- **Consigne a**:
Extrayez des enregistrements chaque ligne qui contient le mot « cutout ».

- **Extrait**:
——————

NOTICE BIOGRAPHIQUE ET LITTÉRAIRE.1

ALPHONSE DAUDET naquit à Nîmes, le 13 mai 1840. Après avoir fait ses études au collège de sa ville natale et à celui de Lyon, il se vit obligé, à la suite de pertes pécuniaires éprouvées par sa famille, d'accepter une place de maître d'étude au collège d'Alais. Arrivé à Paris en 1857, il y débuta par quelques poésies qui attirèrent sur lui l'attention de l'impératrice Eugénie. Grâce à la protection de cette souveraine, il fut attaché comme secrétaire au cabinet du duc de Morny, dont il a plus tard fait un portrait peu flatteur dans son roman le Nabab. Pendant le siège de Paris il fit partie des bataillons de marche et assista à divers engagements. En 1874 il entra au Journal officiel comme critique dramatique, tout en collaborant à plusieurs autres journaux. Alphonse Daudet avait dès 1862 abordé le théâtre où il fit représenter avec plus ou moins de succès un grand nombre de pièces. Nous mentionnons: la Dernière idole (1862), l'Eillet blanc, pièce en un acte, de tendance légitimiste (1865), Lise Tavernier (1872), drame en cinq actes, et l'Arlésienne (1872), drame également en cinq actes, qui fut d'abord sifflé à Paris et qui, remanié pour la scène allemande par Th. Zolling, remporta un succès d'estime à Vienne, en 1877. En outre il a porté à la scène, seul ou avec divers collaborateurs, presque tous ses romans.

——————

- **Support de travail**:
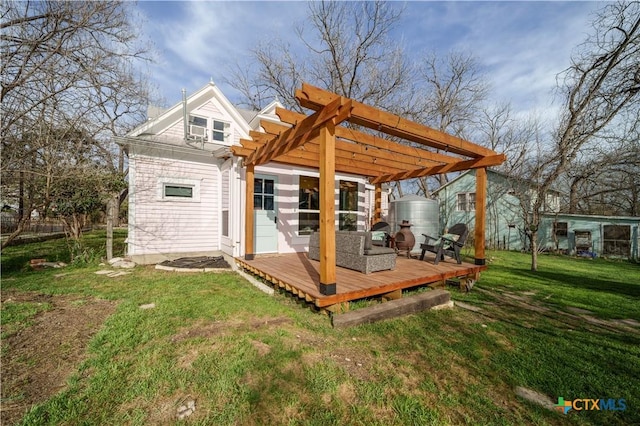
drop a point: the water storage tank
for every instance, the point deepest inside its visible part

——————

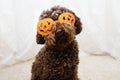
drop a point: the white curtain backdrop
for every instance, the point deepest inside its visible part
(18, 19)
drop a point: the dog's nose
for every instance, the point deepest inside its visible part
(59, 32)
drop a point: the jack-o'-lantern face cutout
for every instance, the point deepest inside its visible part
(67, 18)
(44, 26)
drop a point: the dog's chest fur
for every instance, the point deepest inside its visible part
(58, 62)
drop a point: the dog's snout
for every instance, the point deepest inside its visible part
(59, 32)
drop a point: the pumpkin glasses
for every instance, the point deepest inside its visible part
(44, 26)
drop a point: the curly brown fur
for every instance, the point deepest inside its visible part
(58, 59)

——————

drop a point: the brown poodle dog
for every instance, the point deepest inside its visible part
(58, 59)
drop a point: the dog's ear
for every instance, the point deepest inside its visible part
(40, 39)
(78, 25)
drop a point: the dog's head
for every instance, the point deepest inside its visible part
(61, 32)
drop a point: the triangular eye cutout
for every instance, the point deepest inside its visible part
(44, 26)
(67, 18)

——————

- **Consigne b**:
Répondez aux questions suivantes d'après la notice biographique sur Alphonse Daudet.
(i) Dans quelle ville et à quelle date Alphonse Daudet est-il né ?
(ii) Quelle fonction exerça-t-il au Journal officiel à partir de 1874 ?
(iii) Dans quelle ville et en quelle année l'Arlésienne remporta-t-elle un succès d'estime ?

- **Réponse complète a**:
drop a point: the jack-o'-lantern face cutout
drop a point: the triangular eye cutout

- **Réponse complète b**:
(i) À Nîmes, le 13 mai 1840.
(ii) Il y fut critique dramatique.
(iii) À Vienne, en 1877.